WRITTEN TASK:
Retype the lines of the material exactly, beginning at the line that contains "hub? Mark that spot." and stopping after the line that contains "(1305, 472)".

[Records from a data source]
==*==
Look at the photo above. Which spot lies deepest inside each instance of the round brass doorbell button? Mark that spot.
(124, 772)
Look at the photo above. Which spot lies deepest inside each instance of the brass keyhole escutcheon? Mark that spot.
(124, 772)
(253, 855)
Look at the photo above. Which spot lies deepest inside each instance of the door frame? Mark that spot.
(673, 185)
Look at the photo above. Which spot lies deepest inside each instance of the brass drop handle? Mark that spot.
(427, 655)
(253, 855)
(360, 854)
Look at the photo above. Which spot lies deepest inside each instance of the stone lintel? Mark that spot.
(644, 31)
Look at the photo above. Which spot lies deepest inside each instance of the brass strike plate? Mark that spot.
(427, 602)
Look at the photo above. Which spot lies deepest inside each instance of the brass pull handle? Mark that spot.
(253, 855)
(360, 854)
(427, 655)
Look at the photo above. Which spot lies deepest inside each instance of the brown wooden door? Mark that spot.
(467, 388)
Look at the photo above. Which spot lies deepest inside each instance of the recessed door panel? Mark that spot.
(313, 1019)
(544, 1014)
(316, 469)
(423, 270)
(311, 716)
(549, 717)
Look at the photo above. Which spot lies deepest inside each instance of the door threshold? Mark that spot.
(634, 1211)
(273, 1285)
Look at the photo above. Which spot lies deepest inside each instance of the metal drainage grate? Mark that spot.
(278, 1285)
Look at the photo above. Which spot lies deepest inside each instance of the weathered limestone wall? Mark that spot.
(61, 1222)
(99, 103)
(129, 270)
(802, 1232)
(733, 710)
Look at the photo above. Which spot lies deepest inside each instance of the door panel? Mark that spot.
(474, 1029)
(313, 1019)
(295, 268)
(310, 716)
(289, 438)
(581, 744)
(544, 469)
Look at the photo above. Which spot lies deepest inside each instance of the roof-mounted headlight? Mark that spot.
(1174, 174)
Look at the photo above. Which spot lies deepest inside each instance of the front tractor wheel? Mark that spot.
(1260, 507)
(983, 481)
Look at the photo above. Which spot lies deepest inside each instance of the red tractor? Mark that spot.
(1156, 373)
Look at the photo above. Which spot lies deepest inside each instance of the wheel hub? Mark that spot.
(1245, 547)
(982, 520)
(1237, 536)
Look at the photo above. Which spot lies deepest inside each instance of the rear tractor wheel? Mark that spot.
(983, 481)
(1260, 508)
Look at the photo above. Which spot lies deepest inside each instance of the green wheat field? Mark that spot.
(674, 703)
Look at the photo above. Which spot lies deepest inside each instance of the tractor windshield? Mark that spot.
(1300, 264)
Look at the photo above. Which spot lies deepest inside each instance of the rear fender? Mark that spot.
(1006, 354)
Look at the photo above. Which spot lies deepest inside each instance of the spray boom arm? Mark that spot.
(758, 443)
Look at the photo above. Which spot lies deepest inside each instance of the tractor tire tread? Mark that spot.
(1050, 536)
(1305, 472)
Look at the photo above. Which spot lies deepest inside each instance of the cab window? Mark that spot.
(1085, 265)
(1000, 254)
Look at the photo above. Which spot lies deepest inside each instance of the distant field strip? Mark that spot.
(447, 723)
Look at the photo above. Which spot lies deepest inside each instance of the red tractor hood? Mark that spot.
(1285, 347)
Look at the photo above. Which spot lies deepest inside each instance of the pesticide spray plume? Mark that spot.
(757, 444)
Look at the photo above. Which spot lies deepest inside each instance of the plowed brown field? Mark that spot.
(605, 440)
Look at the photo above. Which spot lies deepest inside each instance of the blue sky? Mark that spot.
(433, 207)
==*==
RESPONSE:
Look at the photo above. Which spot lies deepest inside each instance of the wheel hub? Mark that spot.
(1245, 547)
(982, 520)
(1237, 536)
Look at the photo above. Which spot lies deepest inside each instance of the rear tractor wheel? Mark that spot.
(983, 481)
(1260, 508)
Look at the photo above. Which spot lies deepest inside each instance of the green wheat field? Mark that spot.
(674, 703)
Look at the photo above. Which spot lies deepest inside each instance of the tractor windshield? Mark that spot.
(1300, 264)
Look at the photo above. Which spot lies deepest inside each instance of the rear fender? Mark that spot.
(1006, 354)
Look at the photo above. Which spot lies deepest inside each instance of the spray boom arm? Mark that spot.
(758, 443)
Look at the photo above. Which spot lies deepest inside each instance of the tractor tire tread? Mark that spot.
(1050, 536)
(1305, 472)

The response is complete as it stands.